=== TO BE DONE ===
The entries below should be given again exactly, minus their pictures.

•••

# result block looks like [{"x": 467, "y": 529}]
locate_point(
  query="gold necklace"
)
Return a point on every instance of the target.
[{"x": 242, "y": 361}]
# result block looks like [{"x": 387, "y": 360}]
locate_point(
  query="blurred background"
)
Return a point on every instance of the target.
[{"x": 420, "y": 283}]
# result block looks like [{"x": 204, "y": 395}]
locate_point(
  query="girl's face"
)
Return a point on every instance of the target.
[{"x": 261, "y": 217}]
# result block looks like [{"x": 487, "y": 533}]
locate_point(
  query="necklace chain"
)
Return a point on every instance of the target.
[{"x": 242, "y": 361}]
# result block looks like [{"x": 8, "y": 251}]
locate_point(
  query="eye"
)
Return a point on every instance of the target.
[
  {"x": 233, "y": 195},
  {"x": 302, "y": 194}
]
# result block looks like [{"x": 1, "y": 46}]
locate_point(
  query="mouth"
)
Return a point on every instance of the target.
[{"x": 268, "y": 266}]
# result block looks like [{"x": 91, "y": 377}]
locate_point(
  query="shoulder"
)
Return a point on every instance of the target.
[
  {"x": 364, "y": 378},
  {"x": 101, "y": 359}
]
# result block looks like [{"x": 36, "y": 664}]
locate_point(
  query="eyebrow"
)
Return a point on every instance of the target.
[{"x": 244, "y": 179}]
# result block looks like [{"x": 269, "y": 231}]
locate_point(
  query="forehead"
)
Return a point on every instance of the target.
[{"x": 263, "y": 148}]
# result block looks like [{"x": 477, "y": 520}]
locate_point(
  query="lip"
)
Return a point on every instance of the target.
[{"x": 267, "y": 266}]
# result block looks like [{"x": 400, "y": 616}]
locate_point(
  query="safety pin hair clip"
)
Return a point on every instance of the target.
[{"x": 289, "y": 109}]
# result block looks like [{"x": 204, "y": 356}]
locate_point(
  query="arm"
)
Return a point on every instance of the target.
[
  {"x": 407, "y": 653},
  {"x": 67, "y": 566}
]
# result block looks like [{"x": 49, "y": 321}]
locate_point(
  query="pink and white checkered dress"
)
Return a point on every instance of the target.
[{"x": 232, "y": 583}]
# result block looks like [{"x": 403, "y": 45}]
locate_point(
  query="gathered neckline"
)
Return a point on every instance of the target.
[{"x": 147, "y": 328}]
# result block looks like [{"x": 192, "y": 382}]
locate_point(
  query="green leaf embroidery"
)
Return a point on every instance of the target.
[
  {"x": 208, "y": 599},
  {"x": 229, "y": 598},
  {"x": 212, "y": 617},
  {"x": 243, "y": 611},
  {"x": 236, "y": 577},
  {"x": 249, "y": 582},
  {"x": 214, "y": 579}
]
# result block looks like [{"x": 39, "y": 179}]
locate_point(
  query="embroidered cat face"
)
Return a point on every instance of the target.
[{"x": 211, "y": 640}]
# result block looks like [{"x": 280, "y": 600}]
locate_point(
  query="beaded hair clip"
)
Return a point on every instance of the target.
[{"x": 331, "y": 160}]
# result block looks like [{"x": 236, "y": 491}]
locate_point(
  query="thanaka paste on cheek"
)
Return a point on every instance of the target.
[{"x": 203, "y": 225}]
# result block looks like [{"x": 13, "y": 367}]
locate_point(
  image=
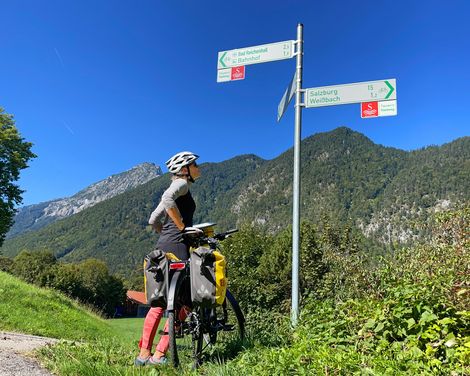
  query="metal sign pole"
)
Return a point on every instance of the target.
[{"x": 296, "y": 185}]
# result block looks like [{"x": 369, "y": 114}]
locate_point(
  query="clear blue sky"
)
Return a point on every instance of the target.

•••

=== WORKED ANSWER ===
# result block looks like [{"x": 467, "y": 529}]
locate_point(
  query="gold necklace"
)
Return a point on every instance of the target.
[{"x": 242, "y": 361}]
# result block looks like [{"x": 387, "y": 360}]
locate_point(
  query="blurred background"
)
Return a point on every instance of the target.
[{"x": 420, "y": 283}]
# result block looks like [{"x": 204, "y": 395}]
locate_point(
  query="girl's face"
)
Return a point on every instance of the target.
[{"x": 261, "y": 217}]
# result block looks like [{"x": 487, "y": 533}]
locate_point(
  query="necklace chain"
)
Return a point on every instance of the target.
[{"x": 242, "y": 361}]
# result block looks like [{"x": 8, "y": 251}]
locate_point(
  query="eye"
)
Return a point on every instance of the target.
[
  {"x": 233, "y": 195},
  {"x": 302, "y": 194}
]
# result block looks like [{"x": 1, "y": 46}]
locate_point(
  query="mouth"
)
Return a point on every instance of the target.
[{"x": 268, "y": 266}]
# result block looks like [{"x": 91, "y": 377}]
locate_point(
  query="shoulder"
)
Return a point on every instance of the target.
[
  {"x": 364, "y": 378},
  {"x": 101, "y": 359}
]
# result block looks like [{"x": 36, "y": 664}]
locate_point(
  query="eyebrow"
)
Return a point on every instance of the target.
[{"x": 244, "y": 179}]
# result block looks like [{"x": 269, "y": 231}]
locate_point(
  query="forehead"
)
Return a point on every instance of the target.
[{"x": 263, "y": 148}]
# result block looks like [{"x": 477, "y": 520}]
locate_point(
  query="lip"
)
Return a point on every instance of the target.
[{"x": 267, "y": 266}]
# result block looks like [{"x": 400, "y": 616}]
locate_point(
  query="safety pin hair clip"
)
Return a point on every instance of the target.
[{"x": 289, "y": 109}]
# result block looks like [{"x": 204, "y": 356}]
locate_point(
  query="arm"
)
Return a point on every instance of the target.
[
  {"x": 407, "y": 653},
  {"x": 67, "y": 566}
]
# result block looks like [{"x": 49, "y": 321}]
locate_point(
  query="pink and white checkered dress"
)
Return a point on every instance of the target.
[{"x": 232, "y": 583}]
# result block looks like [{"x": 403, "y": 45}]
locate_point(
  query="gathered neckline"
)
Return a point on every instance of the target.
[{"x": 147, "y": 328}]
# result block looks like [{"x": 192, "y": 382}]
locate_point(
  query="green leaf embroidery"
)
Return a point on every instance of the target.
[
  {"x": 208, "y": 599},
  {"x": 229, "y": 598},
  {"x": 212, "y": 617},
  {"x": 243, "y": 611},
  {"x": 236, "y": 577},
  {"x": 249, "y": 582},
  {"x": 214, "y": 579}
]
# result block looks like [{"x": 39, "y": 179}]
locate_point(
  query="embroidered cat face"
)
Return a point on every instance of the target.
[{"x": 211, "y": 640}]
# result block looks like [{"x": 280, "y": 600}]
locate_point(
  query="beaded hair clip"
)
Return a point on every instance of the target.
[{"x": 331, "y": 160}]
# result block looks like [{"x": 236, "y": 491}]
locate_point(
  query="thanaka paste on cheek"
)
Return a point on every instance of the target.
[{"x": 203, "y": 225}]
# result block looks like [{"x": 13, "y": 367}]
locate_point(
  image=
  query="metal sign pole"
)
Return a point on every instance of the target.
[{"x": 296, "y": 185}]
# result block looks like [{"x": 369, "y": 114}]
locate_point(
  query="clear blue sky"
)
Return a point on every instance of the target.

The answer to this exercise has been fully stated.